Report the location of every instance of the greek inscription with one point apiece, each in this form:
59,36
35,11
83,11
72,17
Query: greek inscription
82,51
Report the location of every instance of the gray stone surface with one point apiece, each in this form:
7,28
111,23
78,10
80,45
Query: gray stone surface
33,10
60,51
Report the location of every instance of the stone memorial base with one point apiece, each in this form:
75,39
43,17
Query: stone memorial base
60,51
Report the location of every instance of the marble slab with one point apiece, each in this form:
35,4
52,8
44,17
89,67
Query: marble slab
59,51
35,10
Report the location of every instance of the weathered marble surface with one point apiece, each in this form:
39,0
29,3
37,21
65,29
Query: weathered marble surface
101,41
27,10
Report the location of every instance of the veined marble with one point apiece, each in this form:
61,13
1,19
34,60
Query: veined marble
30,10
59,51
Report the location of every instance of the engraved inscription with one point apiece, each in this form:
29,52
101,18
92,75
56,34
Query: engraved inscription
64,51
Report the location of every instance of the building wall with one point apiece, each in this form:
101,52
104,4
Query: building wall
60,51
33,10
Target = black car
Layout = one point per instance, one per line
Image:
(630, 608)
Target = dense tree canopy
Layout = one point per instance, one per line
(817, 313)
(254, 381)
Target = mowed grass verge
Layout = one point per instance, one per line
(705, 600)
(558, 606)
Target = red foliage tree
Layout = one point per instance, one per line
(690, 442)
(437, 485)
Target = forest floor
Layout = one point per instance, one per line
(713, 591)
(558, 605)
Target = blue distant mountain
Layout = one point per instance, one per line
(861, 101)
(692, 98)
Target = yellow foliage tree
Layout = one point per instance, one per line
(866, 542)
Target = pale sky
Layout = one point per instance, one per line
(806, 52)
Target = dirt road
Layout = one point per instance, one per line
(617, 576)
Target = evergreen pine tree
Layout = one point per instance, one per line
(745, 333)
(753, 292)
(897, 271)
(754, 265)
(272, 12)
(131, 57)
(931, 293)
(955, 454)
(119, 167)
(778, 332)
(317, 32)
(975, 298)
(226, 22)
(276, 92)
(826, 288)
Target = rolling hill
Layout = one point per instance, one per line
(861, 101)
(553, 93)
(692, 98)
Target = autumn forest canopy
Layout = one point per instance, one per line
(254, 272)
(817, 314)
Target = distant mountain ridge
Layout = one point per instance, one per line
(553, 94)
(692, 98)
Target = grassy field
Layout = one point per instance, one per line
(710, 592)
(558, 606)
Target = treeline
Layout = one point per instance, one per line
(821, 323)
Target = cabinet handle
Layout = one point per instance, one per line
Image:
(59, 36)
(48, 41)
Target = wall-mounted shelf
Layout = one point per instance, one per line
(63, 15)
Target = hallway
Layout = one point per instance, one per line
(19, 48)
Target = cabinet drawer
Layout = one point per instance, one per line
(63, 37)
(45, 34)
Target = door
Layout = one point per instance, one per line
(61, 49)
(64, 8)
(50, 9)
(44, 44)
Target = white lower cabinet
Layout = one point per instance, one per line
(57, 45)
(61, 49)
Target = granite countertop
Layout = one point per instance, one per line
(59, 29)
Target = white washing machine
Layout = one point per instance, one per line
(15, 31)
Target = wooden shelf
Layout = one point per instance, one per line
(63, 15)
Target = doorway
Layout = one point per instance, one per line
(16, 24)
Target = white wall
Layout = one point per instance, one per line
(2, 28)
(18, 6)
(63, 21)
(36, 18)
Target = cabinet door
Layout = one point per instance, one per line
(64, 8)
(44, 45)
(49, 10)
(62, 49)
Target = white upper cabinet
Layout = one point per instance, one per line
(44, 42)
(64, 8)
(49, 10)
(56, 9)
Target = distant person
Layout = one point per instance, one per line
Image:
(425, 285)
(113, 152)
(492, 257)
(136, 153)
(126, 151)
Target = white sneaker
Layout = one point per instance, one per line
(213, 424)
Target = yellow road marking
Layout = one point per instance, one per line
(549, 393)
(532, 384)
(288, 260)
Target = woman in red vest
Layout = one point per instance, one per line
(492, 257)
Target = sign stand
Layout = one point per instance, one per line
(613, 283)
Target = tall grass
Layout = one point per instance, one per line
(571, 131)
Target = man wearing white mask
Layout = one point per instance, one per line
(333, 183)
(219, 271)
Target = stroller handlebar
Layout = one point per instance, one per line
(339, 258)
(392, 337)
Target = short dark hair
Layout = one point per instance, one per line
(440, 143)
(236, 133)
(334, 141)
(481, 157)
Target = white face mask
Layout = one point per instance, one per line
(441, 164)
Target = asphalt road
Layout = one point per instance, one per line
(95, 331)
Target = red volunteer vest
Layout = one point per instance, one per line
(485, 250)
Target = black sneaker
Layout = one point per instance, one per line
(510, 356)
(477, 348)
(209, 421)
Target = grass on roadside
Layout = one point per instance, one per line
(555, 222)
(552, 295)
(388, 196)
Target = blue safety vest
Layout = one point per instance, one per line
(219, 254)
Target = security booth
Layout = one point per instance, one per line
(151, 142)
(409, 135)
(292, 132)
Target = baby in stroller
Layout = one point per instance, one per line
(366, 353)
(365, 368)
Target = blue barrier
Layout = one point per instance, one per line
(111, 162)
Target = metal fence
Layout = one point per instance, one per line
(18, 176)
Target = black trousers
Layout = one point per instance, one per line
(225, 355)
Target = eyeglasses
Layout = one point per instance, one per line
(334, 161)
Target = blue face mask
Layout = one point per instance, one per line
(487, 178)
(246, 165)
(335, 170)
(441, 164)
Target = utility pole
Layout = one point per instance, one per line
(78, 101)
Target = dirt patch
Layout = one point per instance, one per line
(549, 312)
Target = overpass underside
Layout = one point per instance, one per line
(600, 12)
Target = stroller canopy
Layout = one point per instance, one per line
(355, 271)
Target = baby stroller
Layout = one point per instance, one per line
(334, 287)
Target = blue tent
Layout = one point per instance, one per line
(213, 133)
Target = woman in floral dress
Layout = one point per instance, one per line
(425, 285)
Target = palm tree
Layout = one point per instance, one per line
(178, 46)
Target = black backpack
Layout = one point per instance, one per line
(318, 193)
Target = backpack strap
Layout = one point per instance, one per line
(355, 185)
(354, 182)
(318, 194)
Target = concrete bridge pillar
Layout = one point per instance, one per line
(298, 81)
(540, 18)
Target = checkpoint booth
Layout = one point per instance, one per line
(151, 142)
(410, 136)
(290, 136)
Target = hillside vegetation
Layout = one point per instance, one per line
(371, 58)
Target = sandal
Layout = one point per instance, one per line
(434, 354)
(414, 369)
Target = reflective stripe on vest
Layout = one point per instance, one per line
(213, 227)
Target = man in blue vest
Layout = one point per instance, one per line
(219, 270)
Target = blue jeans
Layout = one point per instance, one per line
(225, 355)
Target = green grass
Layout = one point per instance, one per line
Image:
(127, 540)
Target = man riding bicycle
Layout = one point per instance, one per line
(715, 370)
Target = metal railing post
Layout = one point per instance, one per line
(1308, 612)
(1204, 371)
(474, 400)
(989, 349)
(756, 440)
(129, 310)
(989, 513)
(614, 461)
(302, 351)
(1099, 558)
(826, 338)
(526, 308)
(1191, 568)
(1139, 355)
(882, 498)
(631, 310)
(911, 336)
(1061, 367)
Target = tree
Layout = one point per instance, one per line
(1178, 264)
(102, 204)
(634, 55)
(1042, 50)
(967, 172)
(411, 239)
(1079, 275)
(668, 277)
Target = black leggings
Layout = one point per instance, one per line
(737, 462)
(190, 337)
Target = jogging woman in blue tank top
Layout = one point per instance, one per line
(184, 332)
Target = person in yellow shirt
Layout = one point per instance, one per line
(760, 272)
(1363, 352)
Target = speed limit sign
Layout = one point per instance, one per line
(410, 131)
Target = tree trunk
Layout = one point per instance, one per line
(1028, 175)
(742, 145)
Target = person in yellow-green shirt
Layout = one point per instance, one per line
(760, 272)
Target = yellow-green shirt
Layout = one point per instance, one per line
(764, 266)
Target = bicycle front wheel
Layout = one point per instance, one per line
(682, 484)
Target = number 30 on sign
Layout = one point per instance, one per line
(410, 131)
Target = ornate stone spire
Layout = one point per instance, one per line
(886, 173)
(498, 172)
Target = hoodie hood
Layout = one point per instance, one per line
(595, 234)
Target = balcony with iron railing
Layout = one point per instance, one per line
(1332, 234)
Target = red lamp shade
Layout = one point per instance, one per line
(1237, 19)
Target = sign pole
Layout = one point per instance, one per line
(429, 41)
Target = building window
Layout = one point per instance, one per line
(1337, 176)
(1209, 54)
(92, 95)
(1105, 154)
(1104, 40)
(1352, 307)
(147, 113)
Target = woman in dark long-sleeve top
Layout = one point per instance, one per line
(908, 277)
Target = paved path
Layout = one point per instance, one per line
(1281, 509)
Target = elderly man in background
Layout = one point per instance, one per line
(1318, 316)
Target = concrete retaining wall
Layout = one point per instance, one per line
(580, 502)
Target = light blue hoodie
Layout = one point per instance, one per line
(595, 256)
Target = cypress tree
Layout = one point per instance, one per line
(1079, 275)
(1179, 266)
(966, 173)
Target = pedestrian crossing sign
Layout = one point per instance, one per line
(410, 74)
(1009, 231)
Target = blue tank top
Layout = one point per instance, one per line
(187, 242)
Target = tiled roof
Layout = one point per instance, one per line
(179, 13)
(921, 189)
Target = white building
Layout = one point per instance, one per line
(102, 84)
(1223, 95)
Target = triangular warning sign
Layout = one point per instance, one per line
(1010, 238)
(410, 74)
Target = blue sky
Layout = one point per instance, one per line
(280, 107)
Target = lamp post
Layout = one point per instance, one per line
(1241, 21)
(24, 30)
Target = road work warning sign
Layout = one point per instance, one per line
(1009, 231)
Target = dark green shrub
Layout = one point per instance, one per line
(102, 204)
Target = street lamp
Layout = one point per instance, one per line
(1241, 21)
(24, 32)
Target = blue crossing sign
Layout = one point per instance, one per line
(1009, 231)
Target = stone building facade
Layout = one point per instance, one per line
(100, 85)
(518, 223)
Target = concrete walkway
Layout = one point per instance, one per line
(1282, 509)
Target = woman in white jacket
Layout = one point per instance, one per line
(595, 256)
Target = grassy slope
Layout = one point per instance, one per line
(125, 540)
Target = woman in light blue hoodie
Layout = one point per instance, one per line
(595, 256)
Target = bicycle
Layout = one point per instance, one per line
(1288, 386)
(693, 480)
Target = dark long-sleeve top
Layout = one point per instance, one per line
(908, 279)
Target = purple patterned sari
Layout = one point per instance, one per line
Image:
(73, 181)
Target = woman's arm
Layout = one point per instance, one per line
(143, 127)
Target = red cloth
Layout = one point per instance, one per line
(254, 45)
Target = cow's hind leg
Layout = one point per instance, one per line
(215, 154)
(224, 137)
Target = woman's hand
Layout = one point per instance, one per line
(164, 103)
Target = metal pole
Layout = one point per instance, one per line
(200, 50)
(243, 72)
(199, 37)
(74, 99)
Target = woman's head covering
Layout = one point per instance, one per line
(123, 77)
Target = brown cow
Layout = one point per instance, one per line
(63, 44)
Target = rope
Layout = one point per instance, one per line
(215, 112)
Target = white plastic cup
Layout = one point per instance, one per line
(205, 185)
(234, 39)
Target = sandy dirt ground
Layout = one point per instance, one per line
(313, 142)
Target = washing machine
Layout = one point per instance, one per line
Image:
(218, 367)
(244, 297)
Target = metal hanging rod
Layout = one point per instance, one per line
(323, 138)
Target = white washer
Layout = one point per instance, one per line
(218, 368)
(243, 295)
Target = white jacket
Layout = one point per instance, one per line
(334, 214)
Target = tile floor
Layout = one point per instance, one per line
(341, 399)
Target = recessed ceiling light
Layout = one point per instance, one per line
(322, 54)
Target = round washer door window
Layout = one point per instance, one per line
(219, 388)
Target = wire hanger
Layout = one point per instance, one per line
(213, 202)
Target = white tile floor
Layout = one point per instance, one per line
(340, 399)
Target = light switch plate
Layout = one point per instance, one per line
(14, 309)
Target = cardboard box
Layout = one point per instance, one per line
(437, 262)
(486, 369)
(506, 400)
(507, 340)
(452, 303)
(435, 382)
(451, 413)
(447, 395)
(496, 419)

▸ **DIRECTIVE**
Your task is to extract the lines running from the one with "Target = metal hanging rod" to the end of the material, inclusive, copying each exactly and adding nothing.

▸ **FINAL ANSWER**
Target = metal hanging rod
Layout = one point per instance, one per line
(323, 138)
Target = white washer
Layout = one point per instance, one per line
(218, 368)
(243, 295)
Target = white jacket
Layout = one point per instance, one per line
(334, 214)
Target = tile floor
Layout = one point per instance, one per line
(341, 399)
Target = recessed ceiling light
Layout = one point per instance, one per line
(322, 54)
Target = round washer door window
Layout = one point per instance, one per line
(219, 388)
Target = wire hanger
Layout = one point per instance, one per line
(213, 202)
Target = white tile floor
Layout = one point per instance, one per line
(340, 399)
Target = light switch plate
Layout = one point per instance, one per line
(14, 309)
Target = cardboard box
Layout = one point per instance, one per line
(437, 262)
(486, 369)
(506, 400)
(507, 340)
(452, 303)
(435, 382)
(451, 413)
(447, 395)
(496, 419)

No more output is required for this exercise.